======== DATA FOR THE TASK
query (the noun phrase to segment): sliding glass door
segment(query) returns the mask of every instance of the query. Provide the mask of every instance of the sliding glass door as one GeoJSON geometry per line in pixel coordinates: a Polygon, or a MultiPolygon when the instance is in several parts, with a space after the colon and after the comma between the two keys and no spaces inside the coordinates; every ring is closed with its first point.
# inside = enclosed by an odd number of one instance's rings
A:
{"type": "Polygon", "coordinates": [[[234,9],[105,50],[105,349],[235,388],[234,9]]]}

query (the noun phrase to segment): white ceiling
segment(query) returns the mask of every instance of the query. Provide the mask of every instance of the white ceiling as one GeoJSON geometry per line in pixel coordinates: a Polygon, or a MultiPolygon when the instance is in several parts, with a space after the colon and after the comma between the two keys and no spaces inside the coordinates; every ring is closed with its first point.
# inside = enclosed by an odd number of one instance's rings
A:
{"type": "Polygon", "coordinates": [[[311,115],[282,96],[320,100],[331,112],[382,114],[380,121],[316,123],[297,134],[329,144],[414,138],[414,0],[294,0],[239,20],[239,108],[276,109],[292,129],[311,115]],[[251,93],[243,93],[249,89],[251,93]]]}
================
======== DATA FOR THE TASK
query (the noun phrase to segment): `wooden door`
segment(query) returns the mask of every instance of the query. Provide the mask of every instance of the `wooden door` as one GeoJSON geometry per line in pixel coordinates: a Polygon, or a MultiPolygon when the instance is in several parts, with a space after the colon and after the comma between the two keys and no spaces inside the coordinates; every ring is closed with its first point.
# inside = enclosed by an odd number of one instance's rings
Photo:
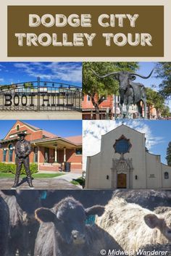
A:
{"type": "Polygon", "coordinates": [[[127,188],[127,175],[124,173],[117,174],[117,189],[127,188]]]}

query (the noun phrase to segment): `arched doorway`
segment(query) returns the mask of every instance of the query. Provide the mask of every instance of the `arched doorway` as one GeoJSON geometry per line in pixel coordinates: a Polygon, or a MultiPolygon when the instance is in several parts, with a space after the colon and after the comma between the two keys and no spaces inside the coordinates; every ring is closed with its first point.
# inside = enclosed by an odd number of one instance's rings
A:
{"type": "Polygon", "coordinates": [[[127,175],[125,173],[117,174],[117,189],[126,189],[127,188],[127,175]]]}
================
======== DATA FOR THE TASK
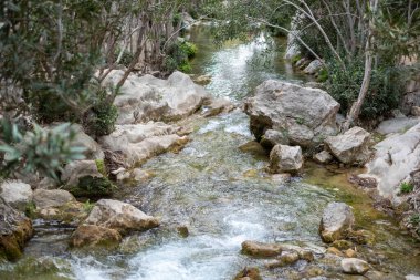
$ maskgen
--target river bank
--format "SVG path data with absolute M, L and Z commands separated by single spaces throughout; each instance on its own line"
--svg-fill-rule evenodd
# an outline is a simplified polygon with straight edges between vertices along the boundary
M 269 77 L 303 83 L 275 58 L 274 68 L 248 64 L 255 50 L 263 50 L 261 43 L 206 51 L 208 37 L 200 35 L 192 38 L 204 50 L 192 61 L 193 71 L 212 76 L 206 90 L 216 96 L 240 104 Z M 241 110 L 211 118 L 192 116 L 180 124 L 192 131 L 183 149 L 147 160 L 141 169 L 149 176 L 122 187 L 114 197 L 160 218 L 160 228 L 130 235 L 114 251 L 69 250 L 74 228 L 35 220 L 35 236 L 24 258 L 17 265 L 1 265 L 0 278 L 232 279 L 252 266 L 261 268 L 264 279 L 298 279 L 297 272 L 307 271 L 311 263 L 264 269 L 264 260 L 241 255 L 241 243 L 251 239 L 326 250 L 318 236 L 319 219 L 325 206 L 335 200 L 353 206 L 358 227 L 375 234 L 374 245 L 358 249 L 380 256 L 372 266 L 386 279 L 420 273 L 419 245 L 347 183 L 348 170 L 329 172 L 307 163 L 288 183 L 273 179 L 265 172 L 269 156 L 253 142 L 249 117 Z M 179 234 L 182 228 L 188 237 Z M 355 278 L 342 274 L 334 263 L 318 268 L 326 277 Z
================
### [SET EXERCISE]
Pick out every line of the data that contains the word "noun" and copy those lines.

### [FULL OUTPUT]
query (the noun phrase to segment): sliding glass door
query (the noun phrase to segment): white ceiling
query (the noun phrase to segment): `wooden door`
query (the noun phrase to segment): `arched doorway`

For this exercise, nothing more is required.